> Passage for review
Friday was our first Cadette Girl Scout meeting of the year and we had a wonderful minister and a wonderful firefighter come speak to the girls about their careers and what it was like to be women in careers that are rather male-dominated. My very deep fears about our tiny, ridiculously cluttered and often dirty house as the new meeting space are largely allayed. We have had to cancel three too-hastily scheduled sewing lessons because the Lone Star Girl was ill-ish twice and had tests coming at school and needed to study the other time. The Lone Star Girl found out that the theme of National History Day this year is Innovations and she wants to do her project on birth control. Don't think that's going to fly. She and Lone Star Pa volunteered at the Clean Economy Coalition fundraiser on Sunday night.
I had a Daisy Girl Scout troop parent planning meeting on Saturday morning and our first meeting is on 10-2. PJ Story time started up again last night and the Lone Star Baby and I had fun. This evening was her first soccer practice. Lone Star Pa is coaching again and it looks like everyone is going to have fun. I love being at the field in the evening as a remedy for the cooped-upness of my busy schooldays. Their team chose "Volcanoes" for a name since their uniforms are red and white this season. Very cute! I am sad that I will miss their first game on Saturday morning but I have to go to a training all day to be be the Daisy leader. We have reached the season of needing to be several places at once and I am not very good at being peaceful about when I have to miss things. Still, I am happy about how many fun things are in store with them!

Recorded data

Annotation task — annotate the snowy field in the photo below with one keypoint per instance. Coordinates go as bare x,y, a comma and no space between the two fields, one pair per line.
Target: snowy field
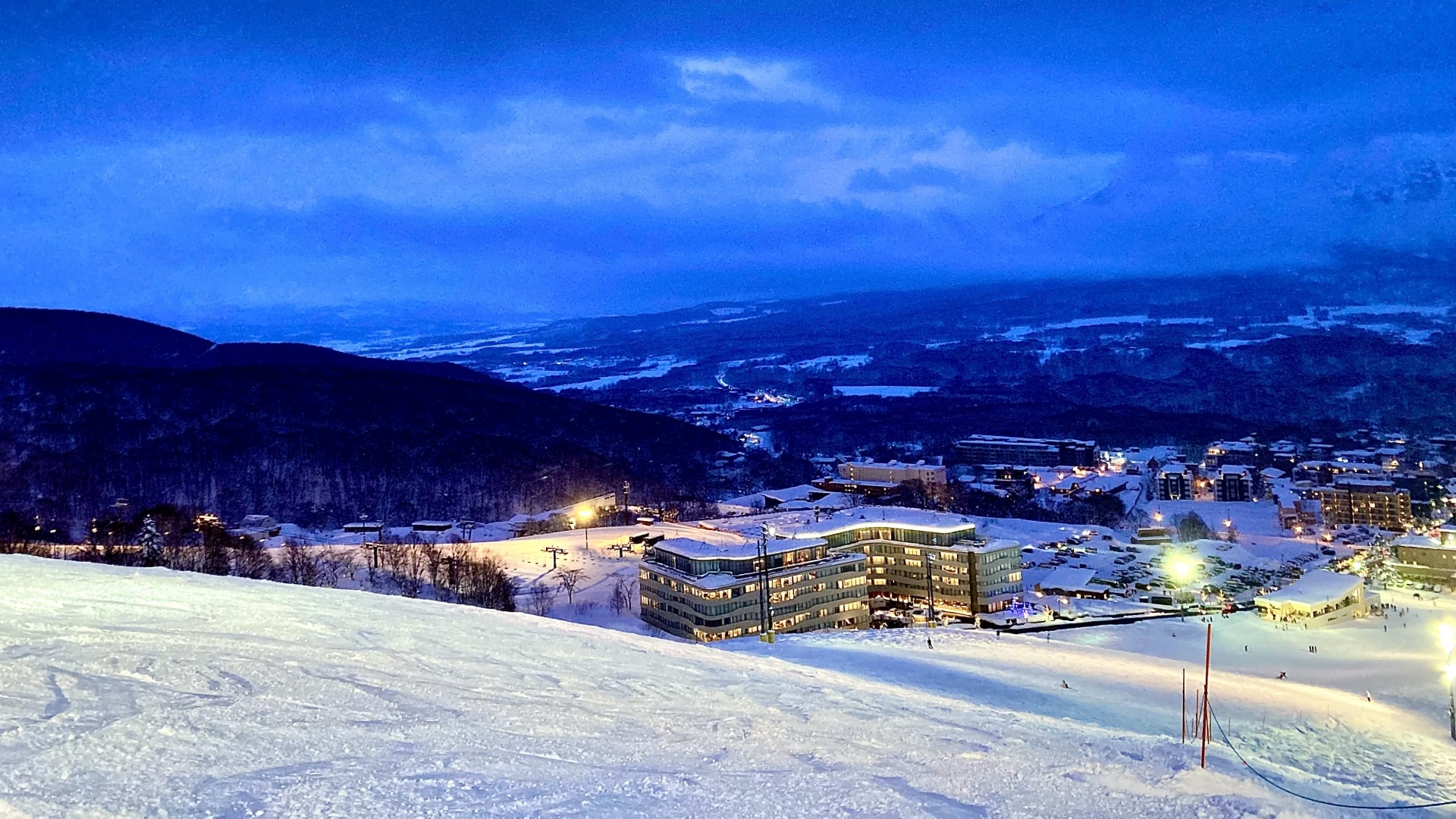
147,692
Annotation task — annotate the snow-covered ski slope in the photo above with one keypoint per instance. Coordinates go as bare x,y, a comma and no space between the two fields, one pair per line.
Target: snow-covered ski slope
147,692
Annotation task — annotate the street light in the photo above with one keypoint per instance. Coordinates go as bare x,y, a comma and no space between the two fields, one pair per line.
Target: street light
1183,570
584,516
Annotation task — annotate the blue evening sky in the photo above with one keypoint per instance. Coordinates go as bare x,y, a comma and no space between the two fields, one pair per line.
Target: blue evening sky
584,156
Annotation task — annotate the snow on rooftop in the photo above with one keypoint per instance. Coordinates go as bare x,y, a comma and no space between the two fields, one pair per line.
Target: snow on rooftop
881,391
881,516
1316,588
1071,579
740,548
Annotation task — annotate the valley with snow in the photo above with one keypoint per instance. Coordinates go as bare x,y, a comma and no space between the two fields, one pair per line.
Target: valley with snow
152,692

> Tasks to complete
**a.** Update the family update's passage starting with "I had a Daisy" and going on through "store with them!", replacing "field" with "park".
**b.** List every nickname beginning with "Lone Star" that the family update uses for a family member.
**c.** Continue the family update from the point where it stops.

> Per-task answers
**a.**
I had a Daisy Girl Scout troop parent planning meeting on Saturday morning and our first meeting is on 10-2. PJ Story time started up again last night and the Lone Star Baby and I had fun. This evening was her first soccer practice. Lone Star Pa is coaching again and it looks like everyone is going to have fun. I love being at the park in the evening as a remedy for the cooped-upness of my busy schooldays. Their team chose "Volcanoes" for a name since their uniforms are red and white this season. Very cute! I am sad that I will miss their first game on Saturday morning but I have to go to a training all day to be be the Daisy leader. We have reached the season of needing to be several places at once and I am not very good at being peaceful about when I have to miss things. Still, I am happy about how many fun things are in store with them!

**b.** Lone Star Girl, Lone Star Pa, Lone Star Baby

**c.**
3 comments:
Oh my. LSG's project idea on birth control reminds me of a project that had been buried deep in my memory until now. In eighth grade, we had to write a paper on something with social implications. I chose VD. (Why? I don't know! I think I was trying to shock people.) The informative paper was fine, but I had a real challenge when it came to writing a short story about my "social implication." I ended up coming up with a story about a world in which people who get VD literally become invisible.
Hats off to my teacher who supported me and didn't make a big fuss about my project. A big fuss was what I wanted (as a girl who felt invisible much of the time), but she handled it well.
Yes, I think I wrote about heroin addiction in 7th grade - my teacher just patiently asked me to choose a word other than "hell" when describing withdrawal symptoms. Last year, NHD was people and she did Abbie Hoffman.
Whew! I'm exhausted just reading about it.